_Exercise_: Turn every line of the data below into a JSON list of strings, one string per line, skipping blank lines. Leave the pictures out of your answer.

Object location labeling data:
-*-*-

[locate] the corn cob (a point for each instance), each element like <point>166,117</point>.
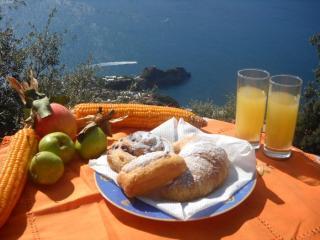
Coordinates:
<point>139,115</point>
<point>14,169</point>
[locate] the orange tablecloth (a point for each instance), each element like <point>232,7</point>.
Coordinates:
<point>285,204</point>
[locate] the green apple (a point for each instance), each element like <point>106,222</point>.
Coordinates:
<point>46,168</point>
<point>92,144</point>
<point>58,143</point>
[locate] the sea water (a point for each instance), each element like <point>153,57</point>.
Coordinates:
<point>212,39</point>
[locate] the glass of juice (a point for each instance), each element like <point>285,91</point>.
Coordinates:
<point>282,112</point>
<point>252,90</point>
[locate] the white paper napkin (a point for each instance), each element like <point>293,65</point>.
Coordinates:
<point>242,168</point>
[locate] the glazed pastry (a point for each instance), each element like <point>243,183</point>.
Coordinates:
<point>150,171</point>
<point>135,145</point>
<point>207,168</point>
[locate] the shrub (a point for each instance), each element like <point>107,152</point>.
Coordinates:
<point>208,109</point>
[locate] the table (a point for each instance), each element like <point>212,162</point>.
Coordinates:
<point>285,204</point>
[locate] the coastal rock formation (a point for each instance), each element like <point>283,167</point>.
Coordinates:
<point>150,77</point>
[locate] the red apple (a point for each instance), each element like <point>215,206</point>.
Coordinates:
<point>60,120</point>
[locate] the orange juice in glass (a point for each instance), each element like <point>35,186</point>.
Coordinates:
<point>251,104</point>
<point>282,112</point>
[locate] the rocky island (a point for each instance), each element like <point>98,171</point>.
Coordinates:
<point>150,78</point>
<point>142,88</point>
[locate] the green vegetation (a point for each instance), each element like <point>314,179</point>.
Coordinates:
<point>208,109</point>
<point>308,127</point>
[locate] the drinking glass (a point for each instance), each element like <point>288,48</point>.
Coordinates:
<point>252,90</point>
<point>282,111</point>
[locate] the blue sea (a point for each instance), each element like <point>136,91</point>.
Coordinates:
<point>212,39</point>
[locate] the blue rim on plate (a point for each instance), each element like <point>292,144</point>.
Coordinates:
<point>111,192</point>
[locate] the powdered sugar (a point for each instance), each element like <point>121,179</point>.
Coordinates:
<point>144,160</point>
<point>142,142</point>
<point>203,159</point>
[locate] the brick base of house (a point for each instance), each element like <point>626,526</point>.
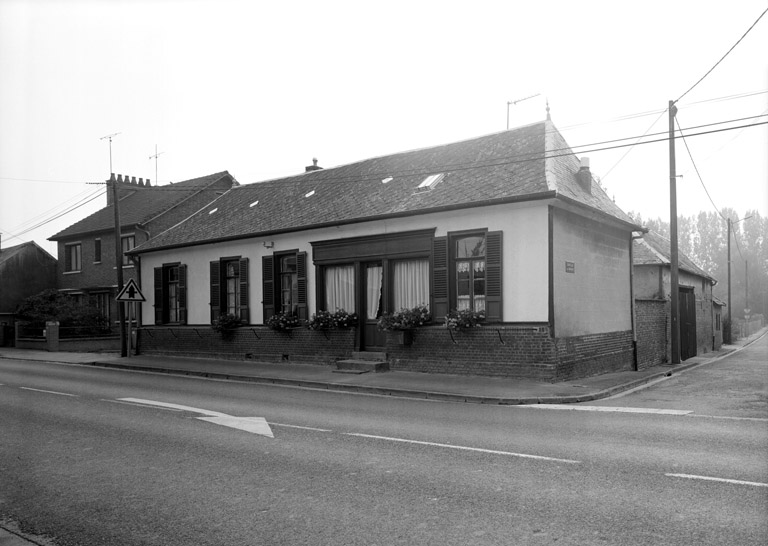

-*-*-

_Complete response_:
[
  "[locate] the corn cob (a point for each instance), each element like <point>166,117</point>.",
  "Coordinates:",
  "<point>139,115</point>",
  "<point>14,169</point>",
  "[locate] the orange tablecloth (a point for each instance), each element like <point>232,7</point>.",
  "Coordinates:",
  "<point>285,204</point>",
  "[locate] the green apple (a point for each instance), each element like <point>106,222</point>.",
  "Coordinates:",
  "<point>46,168</point>",
  "<point>92,144</point>",
  "<point>58,143</point>",
  "[locate] the sea water (a point for each instance), each element like <point>153,57</point>.",
  "Coordinates:",
  "<point>212,39</point>",
  "[locate] the glass of juice (a point for each instance), each element like <point>285,91</point>.",
  "Coordinates:",
  "<point>282,112</point>",
  "<point>252,90</point>",
  "[locate] the white paper napkin (a point for each instance), each element like <point>293,65</point>.",
  "Coordinates:",
  "<point>242,168</point>",
  "[locate] the glazed pastry (a point for each instance), each element like <point>243,183</point>.",
  "Coordinates:",
  "<point>150,171</point>",
  "<point>135,145</point>",
  "<point>207,168</point>",
  "[locate] the shrub (a point for each instance), each element like <point>107,152</point>.",
  "Coordinates:",
  "<point>208,109</point>",
  "[locate] the table (a point for each instance), each element like <point>212,162</point>.",
  "Coordinates:",
  "<point>285,204</point>",
  "[locate] the coastal rock formation (a point for each instance), each element like <point>283,167</point>.",
  "Coordinates:",
  "<point>150,77</point>",
  "[locate] the red apple (a point for each instance), each element like <point>215,206</point>.",
  "Coordinates:",
  "<point>60,120</point>",
  "[locate] the orange juice in glass (a point for each instance), each element like <point>35,186</point>.",
  "Coordinates:",
  "<point>251,104</point>",
  "<point>282,112</point>",
  "[locate] the rocky island (a point for each instance), each element like <point>98,171</point>.",
  "Coordinates:",
  "<point>150,78</point>",
  "<point>142,88</point>",
  "[locate] the green vegetation (a point for each instance), each element like <point>314,179</point>.",
  "Coordinates:",
  "<point>208,109</point>",
  "<point>308,127</point>",
  "[locate] the drinking glass (a point for each instance), each element like <point>288,48</point>.",
  "Coordinates:",
  "<point>252,90</point>",
  "<point>282,111</point>",
  "[locate] the blue sea (a point for each instance), each element like <point>136,91</point>.",
  "Coordinates:",
  "<point>212,39</point>",
  "[locate] the blue rim on plate (a point for each instance), each element like <point>292,144</point>.",
  "Coordinates:",
  "<point>111,192</point>",
  "[locate] the powdered sugar (a point for each instance), each element like <point>121,179</point>.",
  "Coordinates:",
  "<point>144,160</point>",
  "<point>142,142</point>",
  "<point>203,159</point>",
  "[locate] the brick base of house (a point for each instance), each element like <point>626,526</point>."
]